> **Bitte bearbeiten**:
(a) Schreibe aus dem Text über die Meningitis-Fälle im Landkreis Rottal/Inn den Abschnitt zwischen „Im niederbayerischen Landkreis“ und „nicht weiter auf.“ einschließlich wortgetreu ab.
(b) Fasse im Text über die Meningitis-Fälle im Landkreis Rottal/Inn den Absatz, der mit „Menschenleer kam einem die Gegend“ beginnt, als kurze Liste zusammen und behalte dabei seine wesentlichen Fakten bei.
(c) Führe den Text über die Meningitis-Fälle im Landkreis Rottal/Inn im Anschluss an seinen letzten Satz weiter.

> **Vorgegebener Text**:
────

Ein halbes Dutzend Fälle von Meningitis kann einen ganzen Landkreis lahmlegen, wie die Niederbayern gerade erfahren. Nur die Landjugend will weiter tanzen  ■ Aus Rottal/Inn Matthias Mantzen

Im niederbayerischen Landkreis Rottal/Inn ist nach dem Auftreten von insgesamt sechs akuten Meningitis-Fällen das kulturelle Leben vorübergehend zum Erliegen gekommen. Manche sagen, das falle gar nicht weiter auf.

Alle Veranstaltungen wurden abgesagt, die Schulen im ganzen Landkreis bereits am Dienstag geschlossen. Weil die gefährliche Krankheit durch sogenannte Tröpfcheninfektion übertragen wird, also durch Niesen, Küssen, Schwitzen, Spucken, empfiehlt der Krisenstab im Landratsamt von Pfarrkirchen: „Alle Menschenansammlungen meiden!“

Das ist nicht schwer in und um Pfarrkirchen: Der ganze Landkreis hat nur 116.000 Einwohner, die „Hauptstadt“ Pfarrkirchen ganze 12.000. Die meisten Einwohner leben in winzigen Dörfern, zerstreut über das waldige Hügelland.

Menschenleer kam einem die Gegend hier deswegen schon immer vor. Doch jetzt ist sie noch leerer: Nicht einmal die Fußballvereine trauen sich am nächsten Wochenende noch auf die Rasen – der Gegner könnte ansteckend sein. Beim SSV Eggenfelden wurden vorsorglich alle Spiele der Jugendmannschaften abgesagt. Ebenso hat es die Stadtsparkasse mit ihrem Hallenfußballturnier gemacht.

Der Ferkelerzeugerring hat seine Mitgliederversammlung bereits gestern abend abgesagt, und Frau Plank vom gleichnamigen Kino war irgendwie froh, „daß bei uns schon lange kein Film mehr gezeigt worden ist“. Sonst müßte sie nämlich auch darüber nachdenken, das Kino für ein paar Tage zu schließen.

Alles, was es gibt, ist zu: die Bücherei, die Musikschule und das Jugendhaus. Und bei dieser Gelegenheit erfährt man, daß es den schon vergessenen Sänger Ulrich Roski doch noch gibt. Der hätte nämlich heute abend in Eggenfelden gesunden. Hätte. Das Konzert wird in gesunderen Tagen nachgeholt. Brigitte Braunstetter, die Wirtin in der Sportsgaststätte von Eggenfelden, hofft jetzt, „daß sich keiner mehr anstecken kann. Wir ham ja hier zum Glück keine U- Bahn.“

Im Landratsamt gibt es seit Dienstag eine Hotline. „Also ich würde Ihnen raten, spazieren zu gehen“, antwortet eine weibliche Stimme auf die Frage, was man denn jetzt am Wochenende unternehmen soll.

────

> **Informationen**:

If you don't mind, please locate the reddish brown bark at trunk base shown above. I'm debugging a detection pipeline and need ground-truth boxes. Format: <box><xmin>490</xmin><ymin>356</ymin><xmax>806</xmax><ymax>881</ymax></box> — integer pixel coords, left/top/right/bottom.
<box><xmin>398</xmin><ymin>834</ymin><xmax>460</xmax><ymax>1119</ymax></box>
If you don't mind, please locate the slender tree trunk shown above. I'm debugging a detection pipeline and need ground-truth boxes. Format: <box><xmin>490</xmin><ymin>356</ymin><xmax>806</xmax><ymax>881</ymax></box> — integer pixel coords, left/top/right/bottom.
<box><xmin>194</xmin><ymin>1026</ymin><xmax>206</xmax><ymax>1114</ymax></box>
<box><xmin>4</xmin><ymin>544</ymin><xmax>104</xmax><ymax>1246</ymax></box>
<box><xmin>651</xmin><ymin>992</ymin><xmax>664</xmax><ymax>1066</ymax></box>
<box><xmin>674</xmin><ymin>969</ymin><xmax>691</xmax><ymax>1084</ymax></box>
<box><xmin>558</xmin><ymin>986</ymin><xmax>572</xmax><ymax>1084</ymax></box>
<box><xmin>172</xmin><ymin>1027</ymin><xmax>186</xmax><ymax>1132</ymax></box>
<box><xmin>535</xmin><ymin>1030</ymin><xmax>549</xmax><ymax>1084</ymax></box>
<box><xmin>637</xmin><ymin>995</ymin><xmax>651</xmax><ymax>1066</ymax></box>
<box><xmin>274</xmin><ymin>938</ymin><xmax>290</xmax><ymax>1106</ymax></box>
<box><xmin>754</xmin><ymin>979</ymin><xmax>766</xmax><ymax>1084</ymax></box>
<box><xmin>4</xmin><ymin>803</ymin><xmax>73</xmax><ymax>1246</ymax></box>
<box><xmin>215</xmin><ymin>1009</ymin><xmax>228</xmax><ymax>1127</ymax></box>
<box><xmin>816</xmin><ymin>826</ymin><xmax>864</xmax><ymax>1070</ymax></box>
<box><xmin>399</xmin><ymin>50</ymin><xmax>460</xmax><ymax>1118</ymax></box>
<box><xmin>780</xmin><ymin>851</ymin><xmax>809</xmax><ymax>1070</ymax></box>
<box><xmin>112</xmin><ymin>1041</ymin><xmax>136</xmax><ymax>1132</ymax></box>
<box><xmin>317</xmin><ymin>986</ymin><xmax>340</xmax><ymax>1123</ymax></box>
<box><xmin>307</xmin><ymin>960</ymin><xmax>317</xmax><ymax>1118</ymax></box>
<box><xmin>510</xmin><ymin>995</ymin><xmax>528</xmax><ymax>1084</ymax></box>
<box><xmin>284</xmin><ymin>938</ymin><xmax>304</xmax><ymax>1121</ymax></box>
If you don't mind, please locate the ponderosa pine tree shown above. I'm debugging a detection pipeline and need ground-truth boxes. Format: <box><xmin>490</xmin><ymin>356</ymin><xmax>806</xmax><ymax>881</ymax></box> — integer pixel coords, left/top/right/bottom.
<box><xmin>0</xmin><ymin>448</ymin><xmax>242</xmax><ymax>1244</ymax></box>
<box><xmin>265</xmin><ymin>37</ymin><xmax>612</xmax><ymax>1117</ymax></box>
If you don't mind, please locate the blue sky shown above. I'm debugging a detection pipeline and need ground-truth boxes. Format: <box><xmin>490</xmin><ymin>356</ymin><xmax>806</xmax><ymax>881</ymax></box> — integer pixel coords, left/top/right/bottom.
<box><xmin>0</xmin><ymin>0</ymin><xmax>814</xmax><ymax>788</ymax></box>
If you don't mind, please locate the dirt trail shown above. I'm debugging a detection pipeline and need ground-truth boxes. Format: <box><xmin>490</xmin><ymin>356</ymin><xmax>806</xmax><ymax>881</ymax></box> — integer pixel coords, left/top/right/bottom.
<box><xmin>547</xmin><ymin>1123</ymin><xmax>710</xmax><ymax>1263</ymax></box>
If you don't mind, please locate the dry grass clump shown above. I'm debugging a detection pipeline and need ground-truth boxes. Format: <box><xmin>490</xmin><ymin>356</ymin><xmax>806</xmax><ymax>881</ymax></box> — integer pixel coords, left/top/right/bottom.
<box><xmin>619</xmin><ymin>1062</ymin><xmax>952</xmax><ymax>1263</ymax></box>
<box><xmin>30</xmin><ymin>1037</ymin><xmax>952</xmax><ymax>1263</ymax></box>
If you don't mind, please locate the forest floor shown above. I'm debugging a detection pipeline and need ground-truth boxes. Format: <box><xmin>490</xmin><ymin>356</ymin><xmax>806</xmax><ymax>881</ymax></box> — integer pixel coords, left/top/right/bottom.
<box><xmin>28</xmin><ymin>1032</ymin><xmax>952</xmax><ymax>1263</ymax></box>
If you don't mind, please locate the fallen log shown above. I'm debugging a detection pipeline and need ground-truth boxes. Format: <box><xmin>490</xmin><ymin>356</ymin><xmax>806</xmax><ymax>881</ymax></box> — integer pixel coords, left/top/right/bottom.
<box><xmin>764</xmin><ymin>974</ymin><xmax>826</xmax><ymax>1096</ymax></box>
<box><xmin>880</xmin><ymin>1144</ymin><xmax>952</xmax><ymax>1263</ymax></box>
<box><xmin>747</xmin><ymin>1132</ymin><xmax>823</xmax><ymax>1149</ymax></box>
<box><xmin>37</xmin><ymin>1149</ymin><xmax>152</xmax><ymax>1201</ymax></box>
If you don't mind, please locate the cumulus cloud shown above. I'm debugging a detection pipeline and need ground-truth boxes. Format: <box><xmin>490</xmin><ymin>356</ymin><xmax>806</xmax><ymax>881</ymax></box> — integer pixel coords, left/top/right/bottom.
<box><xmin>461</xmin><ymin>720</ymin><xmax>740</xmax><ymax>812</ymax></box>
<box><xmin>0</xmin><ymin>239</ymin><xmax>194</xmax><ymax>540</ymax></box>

────

> **Lösungen**:
(a)
Im niederbayerischen Landkreis Rottal/Inn ist nach dem Auftreten von insgesamt sechs akuten Meningitis-Fällen das kulturelle Leben vorübergehend zum Erliegen gekommen. Manche sagen, das falle gar nicht weiter auf.

(b)
- Die Gegend wirkte schon immer menschenleer, jetzt ist sie noch leerer.
- Selbst die Fußballvereine trauen sich am nächsten Wochenende nicht auf den Rasen, weil der Gegner ansteckend sein könnte.
- Der SSV Eggenfelden hat vorsorglich alle Spiele der Jugendmannschaften abgesagt.
- Die Stadtsparkasse hat ihr Hallenfußballturnier ebenfalls abgesagt.

(c)
Man könnte aber auch in die Disco gehen. Denn obwohl sich der am vergangenen Samstag gestorbene 16jährige Junge die Infektion vermutlich in einer Discothek während der Faschingstage geholt hatte, sind sie die einzigen Massenveranstaltungsorte, die noch offen sind. Sie zu schließen, „dazu sind wir nicht kompetent“, sagt eine Sprecherin im Landratsamt.

Es käme auch einem Anschlag auf die Freiheit der Landjugend gleich. Denn von Donnerstag bis Sonntag sind die zwanzig Discotheken zwischen Pfarrkirchen, Eggenfelden und Simbach das Wohnzimmer der 15- bis 25jährigen. Die größte, die „Mega Disco“ in Eggenfelden, wartet deshalb auch an diesem Wochenende wieder auf 2.500 junge Niederbayerinnen und Niederbayern. „Die lassen sich doch nicht alle von einer Warnung abhalten“, sagt Besitzer Gerhard Freundorfer.

Immerhin ist seit Beginn dieser Woche kein neuer Meningitis-Fall mehr aufgetaucht. Das erklärten gestern die Experten vom Berliner Robert-Koch-Institut, die sich in Pfarrkirchen aufhalten. Die ersten Kamerateams sind darum schon wieder abgereist.